▶ [OBJECTIVE]
Copy all the material below, exactly as it stands.

▶ [EXTRACTED RECORDS]
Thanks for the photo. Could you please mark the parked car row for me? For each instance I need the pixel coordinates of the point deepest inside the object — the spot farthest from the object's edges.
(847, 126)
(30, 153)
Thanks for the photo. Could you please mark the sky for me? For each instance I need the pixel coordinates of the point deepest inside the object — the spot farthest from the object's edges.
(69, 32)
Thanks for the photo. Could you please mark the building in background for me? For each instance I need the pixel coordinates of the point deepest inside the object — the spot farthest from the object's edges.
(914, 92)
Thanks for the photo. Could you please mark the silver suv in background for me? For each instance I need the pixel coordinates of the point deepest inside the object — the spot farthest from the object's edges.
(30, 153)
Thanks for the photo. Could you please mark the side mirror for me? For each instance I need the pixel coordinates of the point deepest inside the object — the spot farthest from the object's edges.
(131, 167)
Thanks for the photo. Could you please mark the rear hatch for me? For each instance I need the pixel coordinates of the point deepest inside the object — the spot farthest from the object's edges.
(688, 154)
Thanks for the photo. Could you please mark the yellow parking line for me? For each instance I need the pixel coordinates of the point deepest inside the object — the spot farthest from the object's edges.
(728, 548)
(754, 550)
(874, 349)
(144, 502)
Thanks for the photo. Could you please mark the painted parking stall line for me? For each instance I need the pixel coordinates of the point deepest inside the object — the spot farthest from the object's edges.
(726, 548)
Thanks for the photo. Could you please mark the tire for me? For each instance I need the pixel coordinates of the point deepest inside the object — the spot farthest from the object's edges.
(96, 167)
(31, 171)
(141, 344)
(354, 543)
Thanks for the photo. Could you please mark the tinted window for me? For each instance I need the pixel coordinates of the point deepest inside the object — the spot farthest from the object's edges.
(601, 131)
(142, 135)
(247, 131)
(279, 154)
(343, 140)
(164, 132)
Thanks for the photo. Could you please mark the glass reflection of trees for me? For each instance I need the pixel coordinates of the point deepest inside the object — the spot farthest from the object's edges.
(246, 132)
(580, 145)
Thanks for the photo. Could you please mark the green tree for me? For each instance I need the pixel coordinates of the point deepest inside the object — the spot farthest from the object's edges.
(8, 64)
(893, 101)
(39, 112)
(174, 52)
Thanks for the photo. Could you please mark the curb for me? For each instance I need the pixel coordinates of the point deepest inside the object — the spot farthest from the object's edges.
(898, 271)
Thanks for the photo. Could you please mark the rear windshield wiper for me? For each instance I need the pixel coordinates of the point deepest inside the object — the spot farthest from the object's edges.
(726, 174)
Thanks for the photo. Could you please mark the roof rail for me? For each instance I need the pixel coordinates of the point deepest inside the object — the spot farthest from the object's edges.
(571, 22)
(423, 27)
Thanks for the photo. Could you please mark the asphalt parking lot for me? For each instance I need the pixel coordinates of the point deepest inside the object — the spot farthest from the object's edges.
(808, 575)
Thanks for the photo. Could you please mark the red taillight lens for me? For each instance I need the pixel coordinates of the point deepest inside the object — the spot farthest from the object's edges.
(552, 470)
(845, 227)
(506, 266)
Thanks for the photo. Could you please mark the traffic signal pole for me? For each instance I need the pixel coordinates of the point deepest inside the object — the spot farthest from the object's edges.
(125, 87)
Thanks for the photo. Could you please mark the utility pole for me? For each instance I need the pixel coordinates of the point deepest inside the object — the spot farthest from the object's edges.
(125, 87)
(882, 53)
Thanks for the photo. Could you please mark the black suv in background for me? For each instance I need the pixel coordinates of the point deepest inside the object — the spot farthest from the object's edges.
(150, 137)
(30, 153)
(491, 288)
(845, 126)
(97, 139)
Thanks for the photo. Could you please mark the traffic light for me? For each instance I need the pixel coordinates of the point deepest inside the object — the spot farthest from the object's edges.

▶ [FINAL RESULT]
Thanks for the photo. Could you please mark the parked car row for me? For each instance I need the pixel coordinates of the point deepest inside the object — the spot farthest from the object's edges.
(847, 126)
(30, 153)
Thanks for the photo. Could you please mark the sky for me? For each instance I need the pixel coordinates of the point deepest inside the object — the spot farthest from the object's edges.
(69, 32)
Thanks for the photo. Could you please mark the building in background for me? For each instance I need the pixel coordinates of the point deepest inside the object — the spot farthest from the object's edges.
(914, 92)
Thanks for the photo. Could you please mark the silver suv in background for me? For each instance I need the pixel coordinates of the point deepest inside the object — the spot farthest from the object's edges.
(30, 153)
Thanks for the photo. Could you please mark the side mirror for me? For each instance I need the pixel coordinates of the point deepest inside the object — the spot farthest from the object's edges.
(131, 167)
Thanks for the photo. Could you please mark the rear hatch for me? For each instance I need the pixel coordinates of the point deepest inside the object — the spot farthest from the object's edges.
(688, 154)
Thanks for the photo. Could you please mark the yellow parking line for me? For each instance I need the pixel coordinates of the point deepest inside the object — the spot farthest from the object's edges.
(728, 548)
(754, 550)
(874, 349)
(144, 502)
Thanks for the photo. Could you please mark the painted parking stall line for me? For each instance I need the pixel coordinates of the point deepest inside the object — the spot farthest from the object's edges.
(726, 548)
Thanks for the photo. Could you please mark the tire for me? For each instance I need the pixel coordinates of the point deepest inside the object — the spot farthest from the object's edges.
(96, 167)
(31, 171)
(141, 344)
(354, 543)
Thanks for the photo. Could you please mark the tinted window for me? For each instance I need the pixel coordinates of the point deepest inside the object — the spot farthest from the object's edges.
(601, 131)
(142, 135)
(247, 131)
(279, 154)
(343, 140)
(164, 132)
Thanks for the photo. Could you please mark the glass reflection of trees for me? For each instance I need the pixel coordinates of the point deepest inside the object — the spot farthest from the object's edges.
(246, 132)
(580, 145)
Thanks for the photo. Could you please mark the green tree for me? For each instance I need the pixel coordinates of the point deepest inside the object — the spot farthest from the object's edges.
(8, 64)
(893, 101)
(39, 112)
(174, 52)
Thanks for the photo. Could you please mark the curb for me? For each instance I need the pixel coordinates of the point deepest inside the object — the spot farthest from the object's edges.
(898, 271)
Thanks for the photo. Could you please mark the rear windshield wiper for me? For each instance I need the pixel coordinates of the point deepest inside the object — the spot farthest from the object's edges.
(726, 174)
Thanks for the photo. Could you please mark the roof rail for me? For each instance I need the pixel coordinates of the point deepest inside the object — the spot farthest from the object's edges.
(571, 22)
(423, 27)
Thanks for the photo. Could you please mark the asphalt parking lot for me? For each instance I need the pixel coordinates of the point deepest inside the object — the spot farthest from the object's edges.
(808, 575)
Thanks for the photo. Could you please mark the red taillight lens for me? For each instance I need the pixel coordinates of the point deepest inside the object — the spot farthest from the object's edges.
(552, 470)
(845, 227)
(506, 266)
Thanks for the photo. Could you please mark the traffic signal pole for me? For each instance I need the pixel coordinates of the point deepest inside the object — the spot farthest from the object's edges.
(125, 87)
Thanks for the photo. Could you please mark the utility pole for me? For each instance I need the pixel coordinates of the point deepest inside the object — the spot farthest from the object's edges.
(125, 87)
(882, 53)
Thanks for the photo. Could you please mark the black suv in background for me? For each instance I need the pixel coordinates of the point deepest inside the object — the spot farthest from the object's edges.
(150, 137)
(30, 153)
(491, 288)
(845, 126)
(97, 139)
Thanks for the photo. Could you please mark the traffic light for me? For each instance I need the pixel coordinates of the point deepest inside the object — the spot farthest from the object's edges.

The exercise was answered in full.